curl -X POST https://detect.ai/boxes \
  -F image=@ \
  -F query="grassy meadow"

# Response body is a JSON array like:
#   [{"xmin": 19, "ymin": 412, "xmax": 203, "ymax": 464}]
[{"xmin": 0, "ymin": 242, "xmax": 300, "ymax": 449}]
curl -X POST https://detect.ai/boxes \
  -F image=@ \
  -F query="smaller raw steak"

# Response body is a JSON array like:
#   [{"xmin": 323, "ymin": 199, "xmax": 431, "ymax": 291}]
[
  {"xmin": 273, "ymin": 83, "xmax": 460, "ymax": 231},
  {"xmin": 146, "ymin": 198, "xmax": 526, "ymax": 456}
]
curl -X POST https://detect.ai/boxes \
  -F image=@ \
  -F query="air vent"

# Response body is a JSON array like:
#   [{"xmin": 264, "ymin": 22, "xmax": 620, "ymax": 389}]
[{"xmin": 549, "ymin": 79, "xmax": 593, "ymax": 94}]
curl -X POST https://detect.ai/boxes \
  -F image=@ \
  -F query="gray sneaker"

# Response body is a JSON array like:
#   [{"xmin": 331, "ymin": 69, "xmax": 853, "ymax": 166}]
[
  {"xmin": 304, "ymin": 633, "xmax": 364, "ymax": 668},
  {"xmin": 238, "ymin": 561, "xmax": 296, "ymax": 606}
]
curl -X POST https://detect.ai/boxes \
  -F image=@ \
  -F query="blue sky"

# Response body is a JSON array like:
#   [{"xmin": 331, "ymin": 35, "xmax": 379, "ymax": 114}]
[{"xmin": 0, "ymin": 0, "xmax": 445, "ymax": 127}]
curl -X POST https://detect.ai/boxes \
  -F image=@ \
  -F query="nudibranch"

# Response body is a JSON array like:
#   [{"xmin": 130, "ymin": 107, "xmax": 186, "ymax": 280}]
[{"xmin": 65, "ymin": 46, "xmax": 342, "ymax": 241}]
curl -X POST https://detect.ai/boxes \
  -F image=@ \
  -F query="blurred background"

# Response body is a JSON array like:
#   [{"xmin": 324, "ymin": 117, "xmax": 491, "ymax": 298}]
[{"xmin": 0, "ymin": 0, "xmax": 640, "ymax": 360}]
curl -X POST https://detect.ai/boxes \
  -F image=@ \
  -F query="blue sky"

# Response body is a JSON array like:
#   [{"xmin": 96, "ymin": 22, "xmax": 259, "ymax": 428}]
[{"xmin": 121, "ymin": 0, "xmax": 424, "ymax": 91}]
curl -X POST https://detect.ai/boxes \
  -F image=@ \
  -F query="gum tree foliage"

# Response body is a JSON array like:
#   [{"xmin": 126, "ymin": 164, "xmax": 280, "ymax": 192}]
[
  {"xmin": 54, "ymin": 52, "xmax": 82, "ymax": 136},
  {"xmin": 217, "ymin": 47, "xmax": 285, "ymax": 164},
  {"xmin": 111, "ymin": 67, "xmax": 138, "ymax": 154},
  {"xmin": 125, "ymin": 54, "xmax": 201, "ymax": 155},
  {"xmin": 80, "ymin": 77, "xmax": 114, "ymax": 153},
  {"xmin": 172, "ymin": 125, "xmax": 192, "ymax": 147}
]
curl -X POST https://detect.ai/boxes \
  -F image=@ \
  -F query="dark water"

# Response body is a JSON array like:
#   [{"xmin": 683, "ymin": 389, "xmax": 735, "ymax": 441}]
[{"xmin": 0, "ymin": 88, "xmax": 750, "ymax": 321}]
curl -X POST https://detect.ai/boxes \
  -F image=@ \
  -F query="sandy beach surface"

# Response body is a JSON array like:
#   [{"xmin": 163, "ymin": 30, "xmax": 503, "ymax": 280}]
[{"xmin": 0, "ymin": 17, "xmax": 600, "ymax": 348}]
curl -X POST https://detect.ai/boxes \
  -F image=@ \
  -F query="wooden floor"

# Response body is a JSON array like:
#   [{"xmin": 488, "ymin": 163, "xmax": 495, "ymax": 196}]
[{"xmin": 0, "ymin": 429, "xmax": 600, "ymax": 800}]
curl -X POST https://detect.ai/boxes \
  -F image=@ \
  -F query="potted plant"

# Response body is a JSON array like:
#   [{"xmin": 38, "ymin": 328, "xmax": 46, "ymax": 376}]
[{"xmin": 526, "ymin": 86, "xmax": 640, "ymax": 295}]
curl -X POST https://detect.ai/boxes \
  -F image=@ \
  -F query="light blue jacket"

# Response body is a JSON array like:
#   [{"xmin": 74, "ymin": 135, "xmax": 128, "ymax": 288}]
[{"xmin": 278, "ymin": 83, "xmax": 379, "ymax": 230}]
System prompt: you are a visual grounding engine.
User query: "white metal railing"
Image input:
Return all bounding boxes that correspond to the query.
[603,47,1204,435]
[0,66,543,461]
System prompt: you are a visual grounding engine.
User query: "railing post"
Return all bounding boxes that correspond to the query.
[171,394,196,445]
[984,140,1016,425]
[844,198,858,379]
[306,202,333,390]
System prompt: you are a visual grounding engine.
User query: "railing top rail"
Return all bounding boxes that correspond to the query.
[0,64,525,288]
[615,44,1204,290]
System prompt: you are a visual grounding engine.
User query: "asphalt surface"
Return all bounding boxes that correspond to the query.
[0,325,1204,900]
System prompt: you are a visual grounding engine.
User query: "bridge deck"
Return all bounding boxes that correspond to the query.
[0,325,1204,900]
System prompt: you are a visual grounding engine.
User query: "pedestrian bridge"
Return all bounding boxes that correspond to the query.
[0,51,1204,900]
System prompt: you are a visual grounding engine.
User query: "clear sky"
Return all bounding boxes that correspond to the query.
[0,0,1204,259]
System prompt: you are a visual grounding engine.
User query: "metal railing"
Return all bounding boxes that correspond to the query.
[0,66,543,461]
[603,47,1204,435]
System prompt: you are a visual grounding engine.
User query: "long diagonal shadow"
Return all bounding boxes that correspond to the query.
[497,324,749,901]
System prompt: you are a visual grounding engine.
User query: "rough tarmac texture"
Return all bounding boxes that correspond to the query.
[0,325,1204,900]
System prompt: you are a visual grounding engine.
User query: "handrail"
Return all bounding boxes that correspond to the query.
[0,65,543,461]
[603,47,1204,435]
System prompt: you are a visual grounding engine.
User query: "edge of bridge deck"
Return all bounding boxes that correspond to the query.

# # # # # # #

● **What is needed**
Locate every line of the material above that contains the word "surface", and copy each of those lines in full.

● **Output below**
  -F query="sandy beach surface"
User query: "asphalt surface"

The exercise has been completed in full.